WHAT YOU WILL DO :: Your task is to transcribe all the entries exactly, excluding pictures.

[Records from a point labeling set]
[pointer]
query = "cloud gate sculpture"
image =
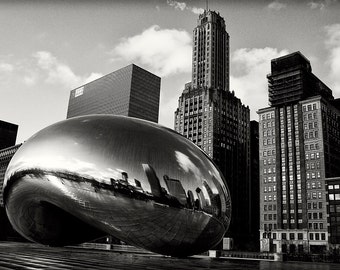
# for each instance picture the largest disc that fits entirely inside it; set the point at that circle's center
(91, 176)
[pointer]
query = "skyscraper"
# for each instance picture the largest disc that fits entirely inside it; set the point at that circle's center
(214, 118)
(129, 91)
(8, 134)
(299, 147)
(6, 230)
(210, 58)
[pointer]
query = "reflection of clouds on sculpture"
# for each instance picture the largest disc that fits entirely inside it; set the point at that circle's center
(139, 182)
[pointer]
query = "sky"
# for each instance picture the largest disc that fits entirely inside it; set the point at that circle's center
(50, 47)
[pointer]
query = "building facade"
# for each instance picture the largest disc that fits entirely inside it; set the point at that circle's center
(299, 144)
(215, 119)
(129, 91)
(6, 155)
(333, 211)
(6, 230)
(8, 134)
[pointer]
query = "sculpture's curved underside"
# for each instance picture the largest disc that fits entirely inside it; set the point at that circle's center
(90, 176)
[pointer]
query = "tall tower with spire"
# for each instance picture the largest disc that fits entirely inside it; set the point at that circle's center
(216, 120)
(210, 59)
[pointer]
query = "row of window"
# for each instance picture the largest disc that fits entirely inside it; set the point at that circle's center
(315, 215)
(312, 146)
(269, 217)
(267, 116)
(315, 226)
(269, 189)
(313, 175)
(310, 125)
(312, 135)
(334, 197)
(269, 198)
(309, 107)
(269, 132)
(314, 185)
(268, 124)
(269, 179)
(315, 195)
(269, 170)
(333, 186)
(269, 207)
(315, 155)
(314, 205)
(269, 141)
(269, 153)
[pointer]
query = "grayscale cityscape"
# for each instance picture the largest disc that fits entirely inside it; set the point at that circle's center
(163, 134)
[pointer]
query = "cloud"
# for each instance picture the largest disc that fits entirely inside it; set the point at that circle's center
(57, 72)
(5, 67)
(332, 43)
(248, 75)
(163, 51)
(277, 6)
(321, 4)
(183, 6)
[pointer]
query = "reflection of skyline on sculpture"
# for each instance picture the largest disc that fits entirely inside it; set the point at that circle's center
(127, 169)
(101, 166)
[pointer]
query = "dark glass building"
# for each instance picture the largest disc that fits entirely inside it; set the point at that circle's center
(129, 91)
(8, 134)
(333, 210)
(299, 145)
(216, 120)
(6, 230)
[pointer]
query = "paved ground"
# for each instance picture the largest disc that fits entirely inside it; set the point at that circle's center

WRITTEN ANSWER ::
[pointer]
query = "cloud gate sculpture"
image =
# for each instance picture the largest disc that fits entirely inside it; set the point at that circle's center
(91, 176)
[pointer]
query = "skyscraper"
# for each instance picture the largest disc that fits entirely inside it; set the point at that circle's center
(214, 118)
(129, 91)
(8, 134)
(299, 147)
(6, 230)
(210, 58)
[pointer]
query = "reflection of clouds on sculpture"
# for each instance picture the largest disc that fits entirely inside it; set the point at that circle's center
(139, 182)
[pointer]
query = "sky"
# for each instance picture the largest disc that fits entirely inside it; set the point at that circle's center
(50, 47)
[pointer]
query = "building facade"
# for each instance picture the largest disc that fits entirely inside it; set the point at that circle's center
(299, 144)
(215, 119)
(129, 91)
(6, 155)
(333, 211)
(6, 230)
(8, 134)
[pointer]
query = "sculpture's curved underside"
# for each instance picture the largest disc that fits entirely inside it; set the point at that circle's center
(90, 176)
[pointer]
query = "tall tower with spire"
# for each instance picture the largest disc that fits entirely inside it; set the point at that circle's center
(216, 120)
(210, 59)
[pointer]
query = "row of window"
# for each instance picture the largest disc that fits entirely inside it; set the point at that circle's center
(315, 215)
(312, 146)
(269, 217)
(267, 116)
(315, 226)
(269, 189)
(313, 175)
(310, 125)
(312, 135)
(334, 197)
(269, 198)
(309, 107)
(269, 132)
(314, 185)
(268, 124)
(269, 179)
(315, 195)
(269, 170)
(333, 186)
(269, 207)
(315, 155)
(314, 205)
(269, 141)
(269, 153)
[pointer]
query = "grayscale cityscape"
# for each instance picture the largest disc that fits entirely inside it; set the point at that circle's center
(163, 134)
[pointer]
query = "cloud"
# for each instance picture the largest disc that fits entirely inside it; set the point at that circle's center
(57, 72)
(5, 67)
(332, 43)
(248, 75)
(163, 51)
(277, 6)
(321, 4)
(183, 6)
[pointer]
query = "reflection of skyline on sculpture"
# for each instance picture the largest disc that fits entirely inside it; set the point at that circle's center
(127, 169)
(101, 166)
[pointer]
query = "dark glass building"
# for each instance picture the largest disc that fits entirely inside it; set the point at that circle's center
(129, 91)
(8, 134)
(333, 210)
(299, 145)
(216, 120)
(6, 230)
[pointer]
query = "paved ground"
# for each instance picture the largest disc that fits entirely inside it; set the point at that circle's center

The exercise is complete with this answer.